__FRAGMENT ŹRÓDŁOWY__.
Bohaterem niesamowitej przemiany w ostatnich tygodniach jest Emre Can. Mający w CV grę w Liverpoolu czy Juventusie Turyn Niemiec imponuje zawziętością i walecznością. Dziś nie mogła sobie poradzić z nim cała ofensywa londyńczyków. Dodatkowo w drugiej połowie wybił piłkę z linii bramkowej. Defensywa Borussii przypominała średniowieczną fortecę, na której ostatnim wartownikiem był Gregory Kobel. Szwajcarski bramkarz pokazał się z fantastycznej strony, broniąc dostępu do własnej bramki. Szczególnie w końcówce meczu, gdy Chelsea niemal całym zespołem próbowała przełamać impas, pokazywał pełnię umiejętności. Oblężenie nie przyniosło skutku, choć strzały Reeca Jamesa czy Enzo Fernandeza wymagały wielkich starań bramkarza, który obronił łącznie osiem strzałów.

__DOSTARCZONY MATERIAŁ__.

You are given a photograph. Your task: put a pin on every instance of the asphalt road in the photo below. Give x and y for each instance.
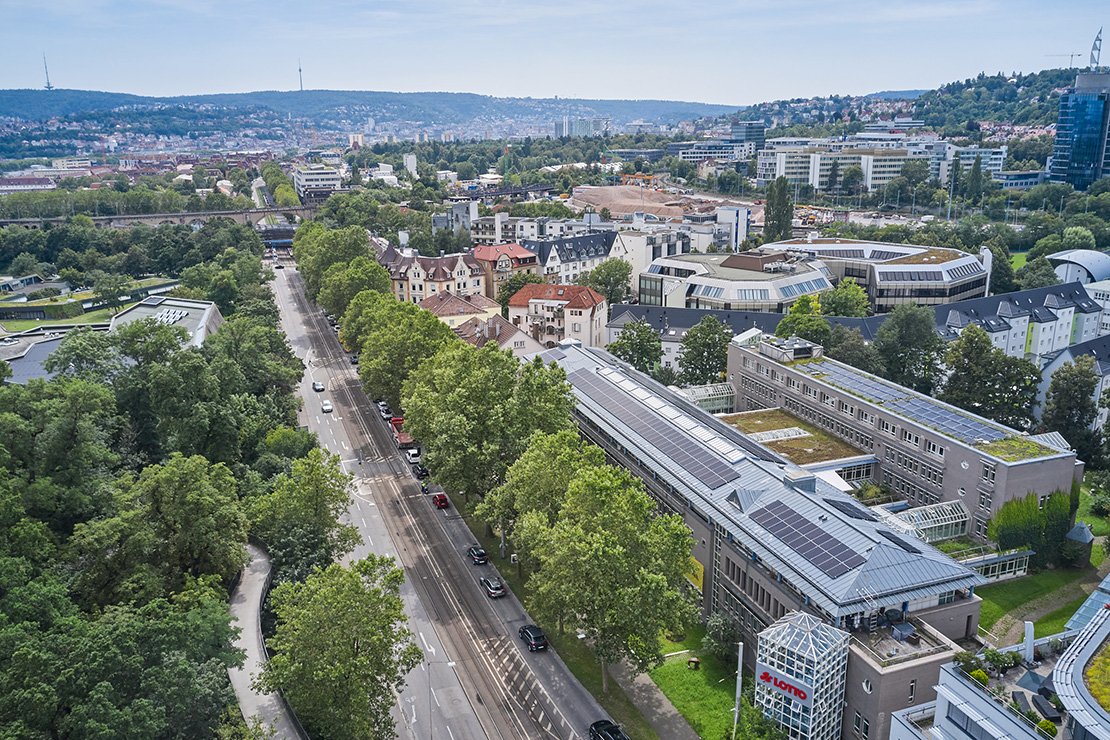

__CEL ZADANIA__.
Przepisz wiernie z fragmentu o meczu Borussii z Chelsea wszystko od słów „Bohaterem niesamowitej przemiany” aż po słowa „łącznie osiem strzałów.”. Listing nie ma tu żadnego zastosowania.

__ODPOWIEDŹ PISEMNA__.
Bohaterem niesamowitej przemiany w ostatnich tygodniach jest Emre Can. Mający w CV grę w Liverpoolu czy Juventusie Turyn Niemiec imponuje zawziętością i walecznością. Dziś nie mogła sobie poradzić z nim cała ofensywa londyńczyków. Dodatkowo w drugiej połowie wybił piłkę z linii bramkowej. Defensywa Borussii przypominała średniowieczną fortecę, na której ostatnim wartownikiem był Gregory Kobel. Szwajcarski bramkarz pokazał się z fantastycznej strony, broniąc dostępu do własnej bramki. Szczególnie w końcówce meczu, gdy Chelsea niemal całym zespołem próbowała przełamać impas, pokazywał pełnię umiejętności. Oblężenie nie przyniosło skutku, choć strzały Reeca Jamesa czy Enzo Fernandeza wymagały wielkich starań bramkarza, który obronił łącznie osiem strzałów.